Mungkin juga perlu diingat bahwa, menurut Likens, “ini bukan pertama kalinya kita mengalami disrupsi industri – mulai dari otomatisasi dan manufaktur sampai e-commerce dan ritel – kita menemukan cara untuk beradaptasi”. Memang, pengenalan teknologi baru seringkali menakutkan bagi sebagian orang, tetapi Montrose menjelaskan bahwa di masa lalu, banyak kebaikan yang datang dari perkembangan baru: dia mengatakan perubahan teknologi selalu menjadi unsur utama kemajuan masyarakat.
Terlepas dari bagaimana orang merespons teknologi AI, imbuh Montrose, ia akan selalu ada. Dan akan jauh lebih membantu bila kita tetap berpikir positif dan menatap ke depan. “Kalau orang merasa cemas alih-alih meningkatkan keterampilan mereka, itu akan lebih merugikan mereka daripada AI itu sendiri,” katanya.
NILAI UNIK MANUSIA
Meskipun para pakar mengatakan kecemasan itu wajar, sampai tingkat tertentu, mungkin belum waktunya untuk menekan tombol panik. Beberapa penelitian baru-baru ini menunjukkan ketakutan robot mengambil alih pekerjaan manusia mungkin berlebihan.
Penelitian November 2022 oleh profesor sosiologi Eric Dahlin di Universitas Brigham Young di Utah, AS, menunjukkan bahwa robot tidak menggantikan pekerja manusia dengan kecepatan yang diyakini kebanyakan orang. Penelitian tersebut juga menemukan bahwa beberapa orang salah memahami seberapa cepat alat otomasi mengambil alih pekerjaan manusia.

#### Soal:
Bisakah Anda menuliskan kembali tanpa perubahan bagian teks bacaan di atas yang diawali kata-kata berisi "Penelitian November 2022" dan diakhiri "alih pekerjaan manusia."?

#### Data:
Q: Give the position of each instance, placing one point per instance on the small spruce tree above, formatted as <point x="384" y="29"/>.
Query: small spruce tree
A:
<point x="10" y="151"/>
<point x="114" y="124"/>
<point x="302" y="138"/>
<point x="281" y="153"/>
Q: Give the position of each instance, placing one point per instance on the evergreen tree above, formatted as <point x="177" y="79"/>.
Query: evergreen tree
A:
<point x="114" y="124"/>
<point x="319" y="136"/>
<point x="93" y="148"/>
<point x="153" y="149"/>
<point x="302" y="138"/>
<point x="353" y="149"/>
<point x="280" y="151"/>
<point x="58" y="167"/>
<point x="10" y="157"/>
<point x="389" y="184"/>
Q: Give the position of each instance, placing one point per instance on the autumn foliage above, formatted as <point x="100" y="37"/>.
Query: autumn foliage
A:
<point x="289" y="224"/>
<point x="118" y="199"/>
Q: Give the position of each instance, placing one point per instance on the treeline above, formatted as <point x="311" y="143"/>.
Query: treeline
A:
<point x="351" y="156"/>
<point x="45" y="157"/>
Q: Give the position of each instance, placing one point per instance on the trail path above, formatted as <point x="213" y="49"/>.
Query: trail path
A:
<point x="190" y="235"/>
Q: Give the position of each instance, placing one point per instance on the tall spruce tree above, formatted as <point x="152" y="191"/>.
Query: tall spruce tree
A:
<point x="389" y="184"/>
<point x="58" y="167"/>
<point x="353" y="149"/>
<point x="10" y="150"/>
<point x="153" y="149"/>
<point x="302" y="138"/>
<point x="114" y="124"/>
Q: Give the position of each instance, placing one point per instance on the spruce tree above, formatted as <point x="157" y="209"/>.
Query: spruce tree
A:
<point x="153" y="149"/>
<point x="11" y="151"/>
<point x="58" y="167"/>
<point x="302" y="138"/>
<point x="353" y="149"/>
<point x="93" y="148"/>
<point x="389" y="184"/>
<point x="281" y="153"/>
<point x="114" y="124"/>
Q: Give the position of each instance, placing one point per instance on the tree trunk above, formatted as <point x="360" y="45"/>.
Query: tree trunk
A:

#### Jawaban:
Penelitian November 2022 oleh profesor sosiologi Eric Dahlin di Universitas Brigham Young di Utah, AS, menunjukkan bahwa robot tidak menggantikan pekerja manusia dengan kecepatan yang diyakini kebanyakan orang. Penelitian tersebut juga menemukan bahwa beberapa orang salah memahami seberapa cepat alat otomasi mengambil alih pekerjaan manusia.